Required action 1 =
In the legacy post, what did the writer plan to compare in the Advanced Higher Biology investigation?
Required action 2 =
Write out the part of the legacy post starting with "In the end, the" and going on through "change was important.".

Yesterday, I read a post by Matt Gemmell called “Legacy”. It was good (everything I’ve read of his has been), but it didn’t chime with me at all. Given that Matt makes explicit reference in the piece to his being too young at thirty four to be as worried as he is about the aftermath of his existence, it seems laughable that I should have such strong feelings on the matter at twenty seven.
The strange thing is, I do have strong feelings on my legacy: I’d rather not leave one. Maybe it’s my own kind of fiercly held modesty, but I like to tread softly as a rule. I have no presence whatsoever on social networks, I make little effort to draw attention to either this blog or my website, and I stopped using google entirely because I was concerned about the footprint I was leaving on their servers.
This approach began a long time before I started downsizing my Internet presence, however. When I was seventeen, I had a grand plan for my Advanced Higher Biology investigation - I was going to compare the levels of lichen growth in places with differing levels of air pollution. In order to carry this out in a fair and valid way, I needed pieces of stone of known age in each area, so I did what any slightly morbid seventeen year old does, and visited a range of graveyards in East Lothian.
In the end, the SQA put the kibosh on the project (relegating me to three weeks among the wood lice in lieu), but I did develop a new philosophy while I was out there. Being among these monuments, seeking out the epitaphs of those who had died around the turn of the century, it occurred to me that there are no witnesses left to these peoples’ lives. I was of the opinion even then that all things have their time, and that the cycle of change was important.

Data records =
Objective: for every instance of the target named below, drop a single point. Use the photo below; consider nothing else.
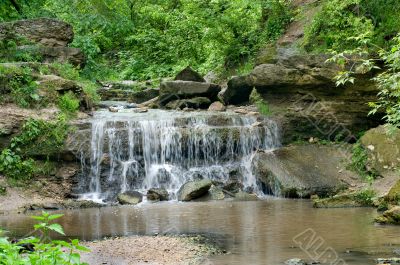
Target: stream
(257, 232)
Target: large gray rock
(70, 55)
(45, 31)
(383, 148)
(130, 197)
(157, 195)
(304, 170)
(194, 189)
(175, 90)
(188, 74)
(193, 103)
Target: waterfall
(165, 149)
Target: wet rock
(175, 90)
(388, 261)
(216, 193)
(233, 186)
(295, 262)
(70, 55)
(59, 84)
(130, 197)
(303, 170)
(157, 195)
(194, 103)
(238, 91)
(217, 106)
(391, 216)
(347, 200)
(45, 31)
(194, 189)
(244, 196)
(383, 149)
(188, 74)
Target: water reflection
(254, 232)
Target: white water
(138, 151)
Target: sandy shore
(157, 250)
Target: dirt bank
(157, 250)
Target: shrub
(68, 103)
(46, 251)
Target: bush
(68, 103)
(15, 167)
(45, 250)
(18, 82)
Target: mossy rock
(394, 193)
(391, 216)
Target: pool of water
(262, 232)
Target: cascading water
(165, 149)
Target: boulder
(194, 189)
(391, 216)
(217, 106)
(70, 55)
(188, 74)
(194, 103)
(59, 84)
(295, 262)
(45, 31)
(304, 170)
(130, 197)
(216, 193)
(175, 90)
(157, 195)
(245, 196)
(383, 149)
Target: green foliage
(47, 251)
(339, 21)
(365, 197)
(150, 39)
(68, 103)
(37, 136)
(19, 84)
(259, 102)
(15, 167)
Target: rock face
(391, 216)
(194, 189)
(383, 149)
(188, 74)
(48, 40)
(138, 97)
(193, 103)
(130, 197)
(217, 106)
(303, 170)
(45, 31)
(157, 195)
(176, 90)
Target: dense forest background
(152, 39)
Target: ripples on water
(253, 232)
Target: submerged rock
(244, 196)
(194, 103)
(157, 194)
(175, 90)
(391, 216)
(130, 197)
(295, 262)
(217, 106)
(194, 189)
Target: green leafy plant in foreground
(45, 251)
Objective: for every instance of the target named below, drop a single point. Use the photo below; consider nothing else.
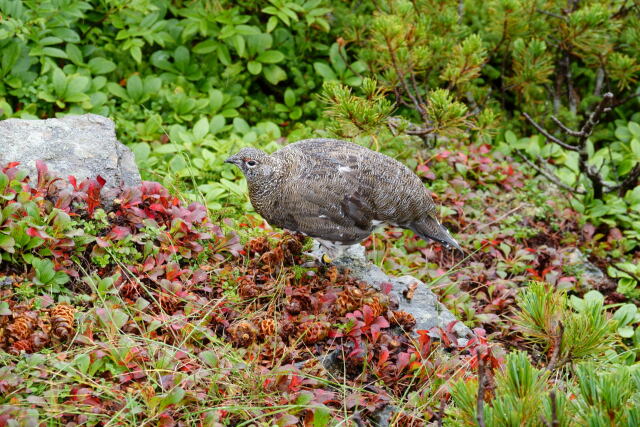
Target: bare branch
(564, 128)
(557, 343)
(554, 15)
(481, 386)
(624, 270)
(555, 422)
(594, 118)
(550, 175)
(547, 135)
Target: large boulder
(423, 304)
(83, 146)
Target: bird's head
(254, 164)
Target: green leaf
(321, 416)
(634, 128)
(82, 362)
(254, 67)
(7, 243)
(272, 23)
(59, 81)
(274, 74)
(635, 147)
(622, 133)
(174, 397)
(201, 128)
(270, 57)
(76, 85)
(101, 66)
(135, 89)
(54, 52)
(289, 97)
(136, 54)
(4, 309)
(626, 331)
(205, 47)
(209, 357)
(217, 123)
(74, 53)
(324, 70)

Answer area 1 =
The levels of lichen growth in places with differing levels of air pollution.

Answer area 2 =
In the end, the SQA put the kibosh on the project (relegating me to three weeks among the wood lice in lieu), but I did develop a new philosophy while I was out there. Being among these monuments, seeking out the epitaphs of those who had died around the turn of the century, it occurred to me that there are no witnesses left to these peoples’ lives. I was of the opinion even then that all things have their time, and that the cycle of change was important.